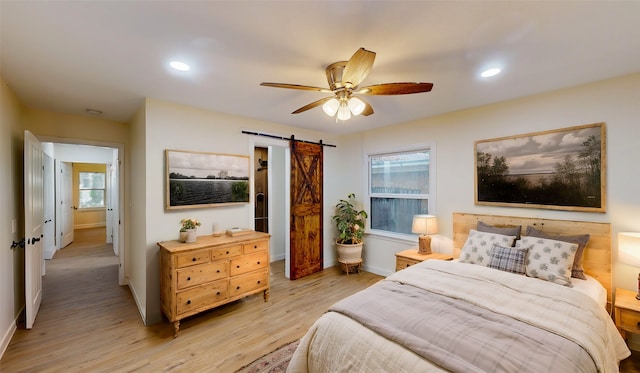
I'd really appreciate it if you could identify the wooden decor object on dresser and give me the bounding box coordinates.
[395,247,453,271]
[158,231,271,337]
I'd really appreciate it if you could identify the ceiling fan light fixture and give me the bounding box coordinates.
[337,102,352,121]
[322,98,340,116]
[348,96,365,116]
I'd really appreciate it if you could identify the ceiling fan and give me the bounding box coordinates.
[260,47,433,121]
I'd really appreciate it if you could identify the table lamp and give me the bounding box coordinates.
[619,232,640,300]
[412,215,438,255]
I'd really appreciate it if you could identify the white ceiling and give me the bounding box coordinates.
[2,1,639,135]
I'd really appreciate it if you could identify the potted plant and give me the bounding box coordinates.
[332,193,368,269]
[179,218,201,243]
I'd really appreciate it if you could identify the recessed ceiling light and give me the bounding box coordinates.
[170,61,190,72]
[481,68,501,78]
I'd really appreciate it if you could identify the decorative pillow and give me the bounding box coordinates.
[488,243,528,275]
[459,229,517,266]
[477,221,522,244]
[517,236,578,286]
[525,226,590,280]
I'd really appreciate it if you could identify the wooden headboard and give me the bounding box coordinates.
[453,212,612,307]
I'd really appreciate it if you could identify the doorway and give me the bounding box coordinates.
[39,137,126,286]
[254,147,269,233]
[251,140,290,276]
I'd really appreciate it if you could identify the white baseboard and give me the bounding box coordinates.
[0,311,20,360]
[43,244,57,260]
[361,264,393,277]
[127,281,147,326]
[271,253,285,262]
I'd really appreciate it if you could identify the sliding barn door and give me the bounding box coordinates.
[290,140,323,280]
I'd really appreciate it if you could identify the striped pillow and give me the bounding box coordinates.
[488,243,528,275]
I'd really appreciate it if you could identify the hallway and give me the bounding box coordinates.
[0,227,152,372]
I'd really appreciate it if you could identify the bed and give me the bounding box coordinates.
[287,213,630,373]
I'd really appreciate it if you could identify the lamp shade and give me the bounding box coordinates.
[322,98,340,116]
[619,232,640,267]
[412,215,438,235]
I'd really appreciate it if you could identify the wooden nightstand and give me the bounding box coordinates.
[614,288,640,340]
[395,247,453,271]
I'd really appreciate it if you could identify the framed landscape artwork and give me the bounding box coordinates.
[474,122,606,212]
[165,149,250,210]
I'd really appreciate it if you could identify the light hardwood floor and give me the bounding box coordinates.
[2,228,639,372]
[0,228,382,372]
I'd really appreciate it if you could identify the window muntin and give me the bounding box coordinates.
[78,172,106,208]
[369,150,431,235]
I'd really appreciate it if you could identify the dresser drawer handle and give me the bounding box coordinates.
[257,280,261,284]
[254,245,258,249]
[236,286,241,290]
[216,270,220,273]
[257,261,261,265]
[187,277,191,281]
[186,300,191,305]
[192,258,197,262]
[237,265,240,268]
[226,251,229,254]
[216,291,221,295]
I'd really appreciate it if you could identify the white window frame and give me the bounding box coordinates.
[78,171,106,209]
[365,144,436,240]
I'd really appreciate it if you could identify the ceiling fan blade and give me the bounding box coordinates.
[342,48,376,87]
[359,97,374,116]
[260,82,332,93]
[291,96,333,114]
[357,82,434,95]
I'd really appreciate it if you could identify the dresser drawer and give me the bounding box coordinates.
[176,280,228,315]
[230,251,268,276]
[243,240,268,254]
[396,257,419,271]
[176,261,228,290]
[618,308,640,333]
[229,270,268,297]
[212,245,242,260]
[176,249,210,268]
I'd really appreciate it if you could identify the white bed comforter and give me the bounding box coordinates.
[287,260,630,373]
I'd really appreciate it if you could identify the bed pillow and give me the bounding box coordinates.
[488,243,528,275]
[517,236,578,286]
[477,221,522,243]
[459,229,517,266]
[525,226,590,280]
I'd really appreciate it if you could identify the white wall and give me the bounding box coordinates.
[142,98,343,324]
[358,73,640,293]
[51,143,114,163]
[128,104,148,323]
[0,77,24,357]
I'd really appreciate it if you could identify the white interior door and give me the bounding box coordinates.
[43,153,56,261]
[60,162,74,247]
[24,130,44,329]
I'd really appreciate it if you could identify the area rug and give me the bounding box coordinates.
[235,340,300,373]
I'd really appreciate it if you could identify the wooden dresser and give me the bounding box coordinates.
[158,231,270,337]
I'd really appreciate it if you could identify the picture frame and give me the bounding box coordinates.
[474,122,606,212]
[165,149,250,210]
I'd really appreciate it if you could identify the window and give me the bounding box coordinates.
[78,172,106,208]
[368,148,433,235]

PROBLEM STATEMENT. Your answer must consist only of the lines from the one with "the wooden dresser" through the final line of the entries, each retyped exactly.

EXPECTED ANSWER.
I'd really appreciate it if you could identify the wooden dresser and give me the bounding box coordinates.
[158,231,270,337]
I'd really appreciate it if you could identify the picture frame and give me the bounding box coordinates.
[474,122,606,212]
[165,149,250,210]
I'd really appreciate it if you could identify the window and give me the bounding box coordinates.
[78,172,106,208]
[368,148,433,235]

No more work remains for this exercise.